(Text segment):

※ ※ ※

So we ticked off all the HK things to do - Star Ferry, Victoria Peak Tram, Big Bus Tour, bargain hunting at Sogo, ate loads of wontons and spent way too much time queuing at the Chinese Visa Department to extend our visa (as we'd entered via Tibet, we'd only been given a 20-day 'permit' to travel around the country - which is basically a separate piece of paper rather than an official stamp in your passport as the Reds don't want any evidence in your passport that you've been to Tibet).
We then spent the rest of our time doing the ex-pat thang hanging out with my friend Tim from Leeds who moved over there 3 years ago. Had a wicked time down at the Rugby Club thanks to his hilarious gang of buddies who all made us feel very welcome. It really was just like a bit of London had been plucked out of the West End and transported over to the East. Awesome fun.

※ ※ ※

Dataset entries:

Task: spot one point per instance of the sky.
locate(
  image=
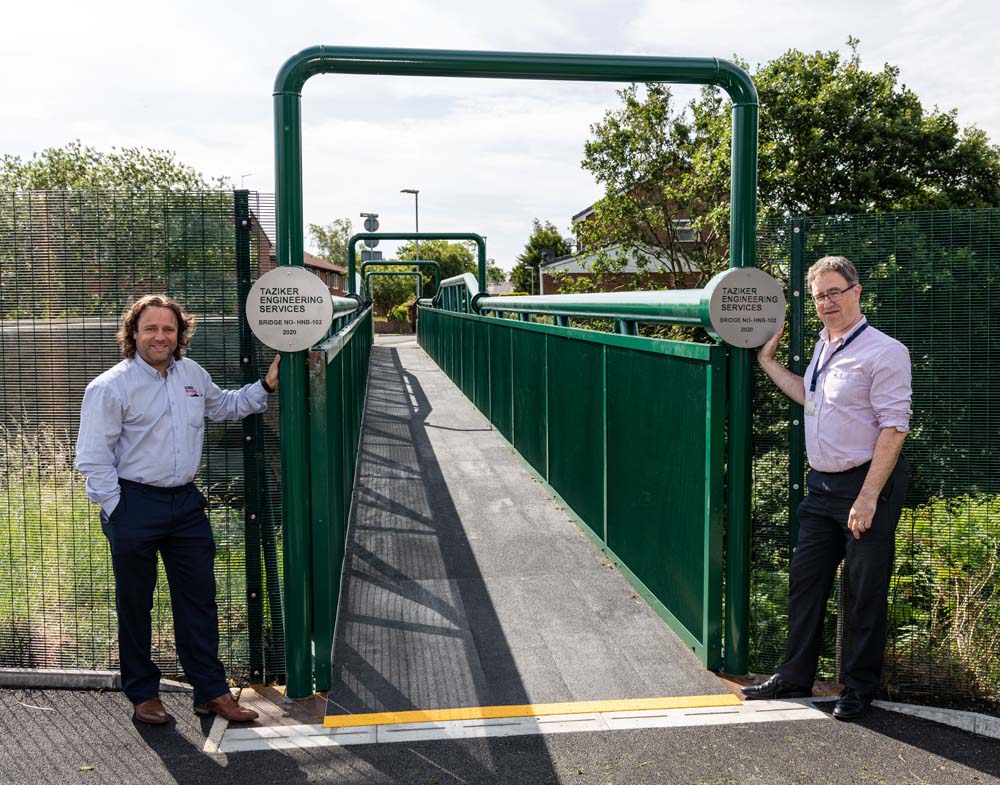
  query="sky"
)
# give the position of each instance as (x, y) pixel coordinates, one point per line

※ ※ ※

(What is needed): Pick up the Hong Kong travel post after its last sentence and continue it.

(Result of the exercise):
We then popped over on the ferry to Macau to raise a glass of sangria in honour of my 29th year on the earth. We got a brilliant recommendation from the rugby boys for where to eat and spent a couple of hours in a very Med-feeling restaurant by the beach feasting on fresh fish and suckling pig surrounded by a mix of Chinese and Portugese people. Very bizarre but a very cool place. Nice to see that loads of the Portugese architecture and style survives (China likes knocking old stuff down it seems) but equally it was weird and amazing to see the strip of mega Casinos being built. Gambling is of course illegal in China (like everything else) so Macau with its separate legal system has made the most of that fact and is seriously starting to rake it in. We went to The Venetian - a ghastly mega complex complete with its own Rialto Bridge, St Mark's Square and entire gondola-bearing Grand Canal - and it was absolutely packed with thousands of Chinese trying their luck. We chose wisely not to gamble away our travelling fund and instead opted for the inhouse perfomance of the Cirque de Soleil which in true Chinese-style was the biggest and best. Vegas had better watch out.